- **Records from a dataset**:

┄┄┄┄┄┄┄┄┄┄┄┄┄┄┄┄┄┄┄┄

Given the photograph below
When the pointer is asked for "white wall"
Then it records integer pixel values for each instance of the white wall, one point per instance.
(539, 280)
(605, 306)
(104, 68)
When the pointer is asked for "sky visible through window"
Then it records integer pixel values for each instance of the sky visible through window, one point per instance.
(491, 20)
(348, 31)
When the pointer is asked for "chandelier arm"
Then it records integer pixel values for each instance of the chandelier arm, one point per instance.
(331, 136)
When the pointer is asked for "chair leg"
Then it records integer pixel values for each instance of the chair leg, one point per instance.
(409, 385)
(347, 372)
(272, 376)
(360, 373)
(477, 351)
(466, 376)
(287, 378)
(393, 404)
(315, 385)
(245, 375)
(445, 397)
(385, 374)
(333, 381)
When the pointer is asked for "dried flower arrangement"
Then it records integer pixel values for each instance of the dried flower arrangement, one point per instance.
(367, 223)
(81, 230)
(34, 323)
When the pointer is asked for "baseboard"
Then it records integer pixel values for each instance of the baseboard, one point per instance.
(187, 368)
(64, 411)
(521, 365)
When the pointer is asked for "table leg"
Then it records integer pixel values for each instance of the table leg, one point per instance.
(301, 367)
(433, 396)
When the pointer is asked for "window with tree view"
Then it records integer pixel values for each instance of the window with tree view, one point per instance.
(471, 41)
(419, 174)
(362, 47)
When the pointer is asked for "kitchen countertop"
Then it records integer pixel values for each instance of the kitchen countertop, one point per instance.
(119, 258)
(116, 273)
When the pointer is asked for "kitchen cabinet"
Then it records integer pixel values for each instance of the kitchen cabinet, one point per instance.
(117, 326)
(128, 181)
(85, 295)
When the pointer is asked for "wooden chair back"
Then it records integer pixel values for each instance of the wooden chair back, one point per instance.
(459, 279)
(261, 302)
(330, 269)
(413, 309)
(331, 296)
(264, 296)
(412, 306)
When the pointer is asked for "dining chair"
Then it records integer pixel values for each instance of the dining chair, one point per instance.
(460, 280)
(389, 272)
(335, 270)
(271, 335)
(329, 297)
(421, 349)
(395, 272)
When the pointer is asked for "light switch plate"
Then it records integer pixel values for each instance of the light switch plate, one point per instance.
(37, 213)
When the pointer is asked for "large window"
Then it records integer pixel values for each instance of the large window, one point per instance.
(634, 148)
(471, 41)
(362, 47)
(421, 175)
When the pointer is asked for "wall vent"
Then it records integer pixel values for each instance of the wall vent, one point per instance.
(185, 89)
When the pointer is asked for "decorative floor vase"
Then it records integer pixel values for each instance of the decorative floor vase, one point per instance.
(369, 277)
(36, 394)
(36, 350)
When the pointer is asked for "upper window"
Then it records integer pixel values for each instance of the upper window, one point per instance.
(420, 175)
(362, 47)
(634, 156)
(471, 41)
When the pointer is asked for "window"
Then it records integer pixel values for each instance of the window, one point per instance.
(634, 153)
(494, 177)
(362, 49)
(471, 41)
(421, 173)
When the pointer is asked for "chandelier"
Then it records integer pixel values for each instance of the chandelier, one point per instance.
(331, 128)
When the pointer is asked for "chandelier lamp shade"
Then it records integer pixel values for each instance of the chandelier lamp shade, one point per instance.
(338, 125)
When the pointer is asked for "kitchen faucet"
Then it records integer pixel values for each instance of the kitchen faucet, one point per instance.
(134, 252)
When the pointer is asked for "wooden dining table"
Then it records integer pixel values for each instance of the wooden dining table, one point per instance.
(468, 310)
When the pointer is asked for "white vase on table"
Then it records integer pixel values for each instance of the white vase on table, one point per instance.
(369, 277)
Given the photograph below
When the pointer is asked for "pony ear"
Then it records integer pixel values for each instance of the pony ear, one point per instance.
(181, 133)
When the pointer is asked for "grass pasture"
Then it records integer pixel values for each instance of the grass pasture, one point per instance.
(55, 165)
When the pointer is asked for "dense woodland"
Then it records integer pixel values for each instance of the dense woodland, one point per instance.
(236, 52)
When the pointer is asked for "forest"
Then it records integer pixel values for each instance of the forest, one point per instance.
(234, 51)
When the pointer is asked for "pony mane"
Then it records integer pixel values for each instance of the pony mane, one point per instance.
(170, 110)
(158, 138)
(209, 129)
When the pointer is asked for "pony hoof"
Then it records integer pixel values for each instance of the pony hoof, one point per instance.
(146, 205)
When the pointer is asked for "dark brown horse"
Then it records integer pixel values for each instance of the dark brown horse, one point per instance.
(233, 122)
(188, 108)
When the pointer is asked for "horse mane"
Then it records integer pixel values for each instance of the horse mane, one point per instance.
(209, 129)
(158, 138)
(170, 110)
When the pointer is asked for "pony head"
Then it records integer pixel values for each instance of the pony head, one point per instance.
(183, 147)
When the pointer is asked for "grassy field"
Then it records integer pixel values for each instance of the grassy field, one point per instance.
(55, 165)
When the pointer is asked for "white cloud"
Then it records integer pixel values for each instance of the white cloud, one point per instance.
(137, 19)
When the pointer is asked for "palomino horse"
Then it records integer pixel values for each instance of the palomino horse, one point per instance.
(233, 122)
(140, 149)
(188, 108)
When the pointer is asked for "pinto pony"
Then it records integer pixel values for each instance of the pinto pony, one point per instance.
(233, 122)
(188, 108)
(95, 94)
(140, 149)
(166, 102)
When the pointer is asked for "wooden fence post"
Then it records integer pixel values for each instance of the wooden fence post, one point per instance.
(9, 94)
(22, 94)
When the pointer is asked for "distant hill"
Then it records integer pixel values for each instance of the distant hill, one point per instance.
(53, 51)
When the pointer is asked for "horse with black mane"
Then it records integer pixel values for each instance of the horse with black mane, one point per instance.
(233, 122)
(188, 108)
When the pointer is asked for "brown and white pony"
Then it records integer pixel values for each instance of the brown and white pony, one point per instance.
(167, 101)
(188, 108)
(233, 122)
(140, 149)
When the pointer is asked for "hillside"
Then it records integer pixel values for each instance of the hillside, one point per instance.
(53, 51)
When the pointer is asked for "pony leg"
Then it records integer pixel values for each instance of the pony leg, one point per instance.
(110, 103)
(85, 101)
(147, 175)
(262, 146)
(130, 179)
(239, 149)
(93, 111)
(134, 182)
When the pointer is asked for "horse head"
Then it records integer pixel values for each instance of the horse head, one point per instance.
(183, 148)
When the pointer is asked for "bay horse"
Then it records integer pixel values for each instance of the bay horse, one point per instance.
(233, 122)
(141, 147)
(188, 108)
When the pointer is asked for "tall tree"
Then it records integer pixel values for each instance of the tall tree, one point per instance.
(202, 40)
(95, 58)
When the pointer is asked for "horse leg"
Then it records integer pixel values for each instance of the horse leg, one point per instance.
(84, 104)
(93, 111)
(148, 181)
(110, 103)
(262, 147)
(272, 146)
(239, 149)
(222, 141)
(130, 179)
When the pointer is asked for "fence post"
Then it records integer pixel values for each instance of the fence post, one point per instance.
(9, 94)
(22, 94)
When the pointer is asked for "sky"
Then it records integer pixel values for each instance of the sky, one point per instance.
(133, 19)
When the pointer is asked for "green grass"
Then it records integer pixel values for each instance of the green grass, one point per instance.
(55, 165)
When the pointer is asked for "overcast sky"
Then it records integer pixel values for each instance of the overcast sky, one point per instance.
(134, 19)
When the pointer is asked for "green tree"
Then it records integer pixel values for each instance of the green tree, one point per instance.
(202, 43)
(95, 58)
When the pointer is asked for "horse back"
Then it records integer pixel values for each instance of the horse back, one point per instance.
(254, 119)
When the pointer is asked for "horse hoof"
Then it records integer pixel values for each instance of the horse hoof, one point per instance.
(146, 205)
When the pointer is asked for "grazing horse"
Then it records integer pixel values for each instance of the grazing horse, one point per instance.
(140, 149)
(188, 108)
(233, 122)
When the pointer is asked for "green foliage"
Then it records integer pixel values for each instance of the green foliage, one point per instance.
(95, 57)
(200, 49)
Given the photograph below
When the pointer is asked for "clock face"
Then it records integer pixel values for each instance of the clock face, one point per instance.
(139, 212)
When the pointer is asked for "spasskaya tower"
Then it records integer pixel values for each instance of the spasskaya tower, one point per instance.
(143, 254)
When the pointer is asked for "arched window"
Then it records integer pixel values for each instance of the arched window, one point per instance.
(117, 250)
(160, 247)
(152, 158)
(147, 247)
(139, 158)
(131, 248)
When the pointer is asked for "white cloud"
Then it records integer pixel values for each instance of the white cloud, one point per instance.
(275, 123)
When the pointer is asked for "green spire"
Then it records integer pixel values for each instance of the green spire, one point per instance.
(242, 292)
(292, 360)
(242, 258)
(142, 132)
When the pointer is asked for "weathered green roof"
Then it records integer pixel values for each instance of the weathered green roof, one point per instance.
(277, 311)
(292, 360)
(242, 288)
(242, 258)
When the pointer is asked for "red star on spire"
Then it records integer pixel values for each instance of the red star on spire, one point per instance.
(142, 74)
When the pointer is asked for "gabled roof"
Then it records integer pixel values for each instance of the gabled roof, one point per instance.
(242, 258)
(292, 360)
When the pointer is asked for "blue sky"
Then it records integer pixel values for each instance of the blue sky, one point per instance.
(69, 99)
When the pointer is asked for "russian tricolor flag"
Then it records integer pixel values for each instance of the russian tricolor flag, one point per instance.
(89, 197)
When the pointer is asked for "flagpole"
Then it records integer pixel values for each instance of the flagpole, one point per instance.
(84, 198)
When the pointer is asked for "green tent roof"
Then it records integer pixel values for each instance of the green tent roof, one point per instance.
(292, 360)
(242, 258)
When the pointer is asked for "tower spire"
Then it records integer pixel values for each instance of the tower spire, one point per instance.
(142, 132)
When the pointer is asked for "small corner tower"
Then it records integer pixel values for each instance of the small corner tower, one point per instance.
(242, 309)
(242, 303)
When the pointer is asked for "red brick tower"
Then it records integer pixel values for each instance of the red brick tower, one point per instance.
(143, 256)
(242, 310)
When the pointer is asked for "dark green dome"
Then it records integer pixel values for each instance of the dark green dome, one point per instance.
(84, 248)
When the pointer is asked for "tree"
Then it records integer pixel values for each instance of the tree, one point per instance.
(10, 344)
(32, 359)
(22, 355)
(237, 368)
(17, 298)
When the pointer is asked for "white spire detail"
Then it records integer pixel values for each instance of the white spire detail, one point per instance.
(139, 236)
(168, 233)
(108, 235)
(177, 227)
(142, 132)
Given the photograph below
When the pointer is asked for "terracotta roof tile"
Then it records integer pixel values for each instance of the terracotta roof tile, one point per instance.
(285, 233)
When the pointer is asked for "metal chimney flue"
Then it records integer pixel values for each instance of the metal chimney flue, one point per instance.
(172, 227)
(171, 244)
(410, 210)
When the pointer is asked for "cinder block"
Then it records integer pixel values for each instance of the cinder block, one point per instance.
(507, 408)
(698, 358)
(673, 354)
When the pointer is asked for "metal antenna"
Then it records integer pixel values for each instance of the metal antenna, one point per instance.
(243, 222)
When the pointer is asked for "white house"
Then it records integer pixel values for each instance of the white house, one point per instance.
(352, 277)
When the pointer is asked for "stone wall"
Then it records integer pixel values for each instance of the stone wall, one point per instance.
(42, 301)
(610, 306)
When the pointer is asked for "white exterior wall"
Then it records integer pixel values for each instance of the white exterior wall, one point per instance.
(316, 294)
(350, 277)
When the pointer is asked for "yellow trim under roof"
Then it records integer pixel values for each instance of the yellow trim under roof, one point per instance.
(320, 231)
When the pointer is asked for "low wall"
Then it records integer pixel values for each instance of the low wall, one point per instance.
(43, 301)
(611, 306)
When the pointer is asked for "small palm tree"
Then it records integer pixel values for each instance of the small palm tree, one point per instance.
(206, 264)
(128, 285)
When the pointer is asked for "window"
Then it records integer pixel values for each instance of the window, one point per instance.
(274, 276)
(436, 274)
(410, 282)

┄┄┄┄┄┄┄┄┄┄┄┄┄┄┄┄┄┄┄┄

- **Task statement**:
Find every line of the listing above that contains the word "pinto", and copy each of those lines. Treat uppercase and lowercase letters as different.

- **Result**:
When the pointer is asked for "pinto pony"
Then it records integer pixel values for each instance of the pinto pony, one point per instance.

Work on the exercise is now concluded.